Activity ::
An unchanged copy of every record below, without pictures, is the goal.

↓

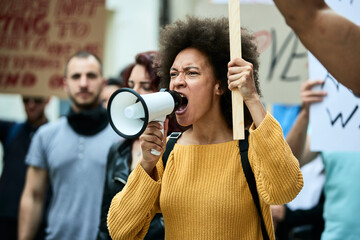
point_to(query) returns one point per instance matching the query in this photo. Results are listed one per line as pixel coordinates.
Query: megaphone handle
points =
(153, 151)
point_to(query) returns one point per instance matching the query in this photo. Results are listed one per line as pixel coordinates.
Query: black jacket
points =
(117, 173)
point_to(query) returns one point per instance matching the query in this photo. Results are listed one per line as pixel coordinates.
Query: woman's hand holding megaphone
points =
(152, 138)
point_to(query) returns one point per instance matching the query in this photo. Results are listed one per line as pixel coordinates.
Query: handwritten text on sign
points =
(37, 37)
(335, 122)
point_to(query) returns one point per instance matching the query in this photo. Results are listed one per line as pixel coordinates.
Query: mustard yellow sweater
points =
(203, 193)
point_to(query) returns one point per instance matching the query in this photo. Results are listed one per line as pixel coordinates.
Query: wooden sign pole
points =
(235, 52)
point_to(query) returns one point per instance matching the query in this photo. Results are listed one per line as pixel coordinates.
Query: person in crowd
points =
(15, 138)
(124, 156)
(328, 36)
(300, 219)
(70, 155)
(341, 189)
(202, 193)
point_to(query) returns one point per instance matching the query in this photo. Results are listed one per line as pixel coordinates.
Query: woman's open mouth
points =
(183, 107)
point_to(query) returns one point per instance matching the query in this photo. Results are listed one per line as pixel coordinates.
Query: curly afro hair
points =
(211, 37)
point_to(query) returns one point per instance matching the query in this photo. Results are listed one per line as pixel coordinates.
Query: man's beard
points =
(85, 106)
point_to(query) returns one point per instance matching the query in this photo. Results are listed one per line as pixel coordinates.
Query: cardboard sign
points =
(37, 37)
(335, 122)
(283, 58)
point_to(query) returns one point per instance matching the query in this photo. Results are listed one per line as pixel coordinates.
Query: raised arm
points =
(32, 202)
(298, 138)
(333, 39)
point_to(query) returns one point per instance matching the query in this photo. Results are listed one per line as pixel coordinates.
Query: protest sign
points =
(37, 37)
(283, 58)
(335, 122)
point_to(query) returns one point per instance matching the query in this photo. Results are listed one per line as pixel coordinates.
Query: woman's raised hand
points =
(241, 77)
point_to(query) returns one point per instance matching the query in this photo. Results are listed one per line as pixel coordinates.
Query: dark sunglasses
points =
(36, 100)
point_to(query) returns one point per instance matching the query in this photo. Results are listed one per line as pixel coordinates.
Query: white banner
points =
(335, 122)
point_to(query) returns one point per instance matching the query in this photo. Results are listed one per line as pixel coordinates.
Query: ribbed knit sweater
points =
(203, 193)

↑

Written reply ::
point_to(query) returns one point per instance matching the query in this photo. Results are listed one per line as pixel coordinates.
Query: megaphone handle
points =
(153, 151)
point_to(query) returns one point per instance matching the query in this photo. Results are listed one per line as pixel coordinates.
Query: black jacket
points =
(117, 173)
point_to(query) returns one point per instance matching the query in this photo. Results are listed one per line as pixel coordinates.
Query: woman's hand holding megaphone
points =
(152, 138)
point_to(query) returns one point per instance matching the query in this photo. Results are listed one per line as pixel coordinates.
Query: handwritten text on sign
points =
(37, 37)
(335, 122)
point_to(query) returns one point per instance matching the query in this photo. Results are listed one per line as pixel coordinates.
Query: mustard yellow sweater
points =
(203, 193)
point_to(query) returns one point per instance matching the query in this photo. Results are listed one per line as pixel coordinates.
Query: wooden sign pole
points =
(235, 52)
point_to(query) returns one point per instance matching the query in this photo. Results are listed one per line as pixel coordinates.
Query: person in crowd
points =
(15, 138)
(124, 156)
(328, 36)
(300, 219)
(70, 155)
(341, 189)
(202, 193)
point_to(query) returns one point per instance matching the query in this photo. Results are listed one per line as pixel coordinates.
Query: woman's open mouth
points =
(183, 107)
point_to(query) returns one point per instance matching the query in this photo. Results are listed one per line as pixel coordinates.
Query: curly afro hair
points =
(211, 37)
point_to(query) returns one point per instance matching the query in this photo. Results are listed one per line as pixel coordinates.
Query: man's beard
points =
(85, 106)
point_to(query) returns one point per instance matching the query in this photo. Results are listed one per line as pixel coordinates.
Query: cardboard sign
points =
(37, 37)
(335, 122)
(283, 58)
point_to(query) returns one point per instance matching the query in this photo. Results are listed one per line as pixel coordinates.
Query: raised arm
points =
(32, 202)
(298, 138)
(333, 39)
point_to(query) returns one point per instance matching the query in this photo. Results are listed one per line as pixel coordinates.
Query: protest sign
points =
(37, 37)
(283, 58)
(335, 122)
point_to(query) returns one point per instance matching the query in this photo. Results are listed one per line as pixel coordinates.
Query: woman's raised hand
points =
(241, 77)
point_to(query) returns one point per instance matching the query in this photo. Results are listed one per line as pixel coordinates.
Query: dark sunglasses
points =
(36, 100)
point_to(query) returns one point per instance matching the query in this photo. Results are listed one per line as pixel coordinates.
Query: white banner
points =
(335, 122)
point_to(query) returns one point per instance matching the query in this photo. Results are listed one per line as pixel coordinates.
Query: ribbed knit sweater
points =
(203, 193)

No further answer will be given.